If you don't run revdep-rebuild afterwards it can be. All depclean does is remove orphaned packages. The revdep-rebuild finds anything that might have been broken from the removal, and then installs it accordingly while fixing the dependency. In most normal cases that doesn't cause me problems. I do get a hickup in pecl-imagick sometimes because it doesn't quite get that it needs to be rebuilt when imagemagick changes (but not always).

The message is correct, though. You always need to review what it does. In my case, I let it do it's job and then review the overall process when I get into the office first thing. If these machines were more complicated installs, though, maybe I'd have more troubles. Mostly, they are just LAMP servers, with a few other world packages thrown in. They are well tuned.

Adam.

----------

## Etal

Not at all. Unattended update is bad enough; unattended depclean is asking for trouble.

For recent examples, see the Python 3 unmasking, or the recent Python 2.6.5_p20100801 debacle. For examples with stable, see updates for libpng or expat.

With depclean, a new version of Python/PHP/Perl/Ruby/etc goes stable, depclean removed the slotted version and down go your webapps.

You're supposed to review all updates before updating if you want to stay out of trouble, do a google search if the update looks suspicious, wait for a few days and see if it hasn't been pulled. After the update, read your elogs to see if you need any additional steps.

But an unattended update on production servers? Just wait.

_Requests_.
a) In the depclean thread, which package does Adam say sometimes misses that it needs a rebuild when imagemagick changes?
b) Continue the depclean thread from where it stops.

_Data_.
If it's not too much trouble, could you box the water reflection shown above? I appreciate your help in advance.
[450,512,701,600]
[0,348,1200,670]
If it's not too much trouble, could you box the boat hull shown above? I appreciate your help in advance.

_Solved problems_.
a) pecl-imagick

b)
----------

## jordanwb

 *randalla wrote:*   

> 1) emerge -quDNv world

 

Verbosely quiet?

----------

## Hu

No, he requested it be quietly verbose.  It says many things, but only in whispers.  :Wink: 

On a more serious note, while Paul's last paragraph is a bit more pointed than I would like, his point is sound.  Most of the Gentoo developers make a best effort at not committing packages that will break things, but the tree is sufficiently complex that there is no way for them to guarantee that it will work.

As for your assertions with regard to depclean being safe: yes, it is supposed to be safe by virtue of removing only orphans.  However, people have had occasions where depclean got confused and tried to remove important packages, such as the last remaining copy of sys-devel/gcc.  Although such occasions are likely bugs and have probably been fixed, their existence proves it is not absolutely safe.  An additional complication arises if depclean removes a package that is legitimately marked as an orphan, but an automagic dependency caused something important to rely on the package.

----------

## sylvain_

"Mostly, they are just LAMP servers, with a few other world packages thrown in. They are well tuned."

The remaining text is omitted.